- [EXTRACTED RECORDS]:

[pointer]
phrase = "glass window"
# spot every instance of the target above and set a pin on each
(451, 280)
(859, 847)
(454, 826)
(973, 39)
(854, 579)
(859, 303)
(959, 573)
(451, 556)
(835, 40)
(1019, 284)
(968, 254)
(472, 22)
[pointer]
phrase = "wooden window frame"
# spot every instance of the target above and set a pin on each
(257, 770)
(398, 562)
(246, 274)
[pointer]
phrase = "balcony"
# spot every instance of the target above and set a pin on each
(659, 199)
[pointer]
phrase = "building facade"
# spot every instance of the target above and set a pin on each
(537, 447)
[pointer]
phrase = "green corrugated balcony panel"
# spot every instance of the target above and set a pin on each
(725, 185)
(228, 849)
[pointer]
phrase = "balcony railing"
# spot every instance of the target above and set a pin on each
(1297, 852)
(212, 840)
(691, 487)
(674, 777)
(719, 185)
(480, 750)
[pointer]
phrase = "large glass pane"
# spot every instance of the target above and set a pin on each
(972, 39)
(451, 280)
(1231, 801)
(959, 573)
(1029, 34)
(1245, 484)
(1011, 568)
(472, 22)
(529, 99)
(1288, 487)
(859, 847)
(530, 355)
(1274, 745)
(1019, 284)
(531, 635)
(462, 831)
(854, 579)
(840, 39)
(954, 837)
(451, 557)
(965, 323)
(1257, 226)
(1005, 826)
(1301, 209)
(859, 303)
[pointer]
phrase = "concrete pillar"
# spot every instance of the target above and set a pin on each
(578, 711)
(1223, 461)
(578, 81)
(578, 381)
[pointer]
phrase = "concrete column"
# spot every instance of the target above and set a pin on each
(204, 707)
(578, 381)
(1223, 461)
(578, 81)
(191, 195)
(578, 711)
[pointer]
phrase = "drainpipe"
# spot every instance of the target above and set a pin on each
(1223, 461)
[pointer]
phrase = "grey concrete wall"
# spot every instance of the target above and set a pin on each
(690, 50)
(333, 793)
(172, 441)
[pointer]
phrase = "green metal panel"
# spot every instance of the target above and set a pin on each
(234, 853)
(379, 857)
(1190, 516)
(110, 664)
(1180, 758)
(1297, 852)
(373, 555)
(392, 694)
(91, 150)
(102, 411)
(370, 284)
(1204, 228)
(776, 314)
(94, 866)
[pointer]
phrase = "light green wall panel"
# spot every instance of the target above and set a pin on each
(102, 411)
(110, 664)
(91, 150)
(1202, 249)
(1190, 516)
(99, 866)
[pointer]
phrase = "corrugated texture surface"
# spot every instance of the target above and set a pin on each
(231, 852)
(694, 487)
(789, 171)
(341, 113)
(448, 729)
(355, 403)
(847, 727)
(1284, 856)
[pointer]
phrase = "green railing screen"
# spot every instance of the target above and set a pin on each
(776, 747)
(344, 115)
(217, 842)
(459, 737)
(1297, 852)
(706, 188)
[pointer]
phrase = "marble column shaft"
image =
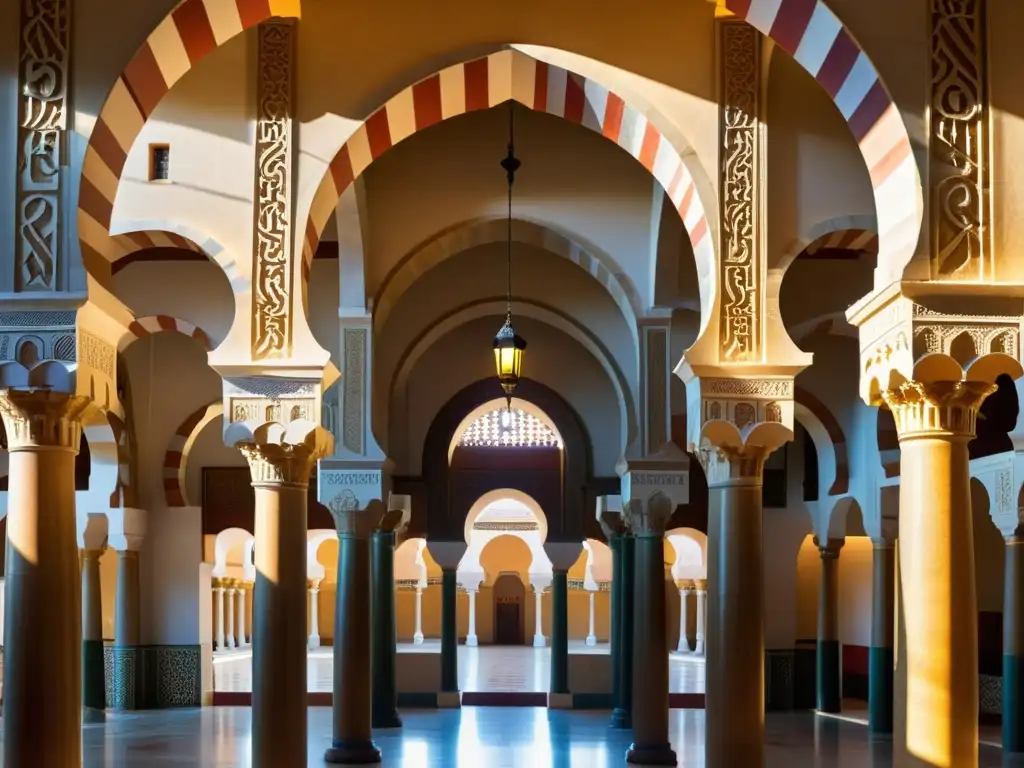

- [AIM OF THE EXERCISE]: Go through the entries and return each line where the word "corrugated" appears.

- [FINISHED EXERCISE]:
phrase = "green corrugated balcony panel"
phrase = "corrugated texture surface"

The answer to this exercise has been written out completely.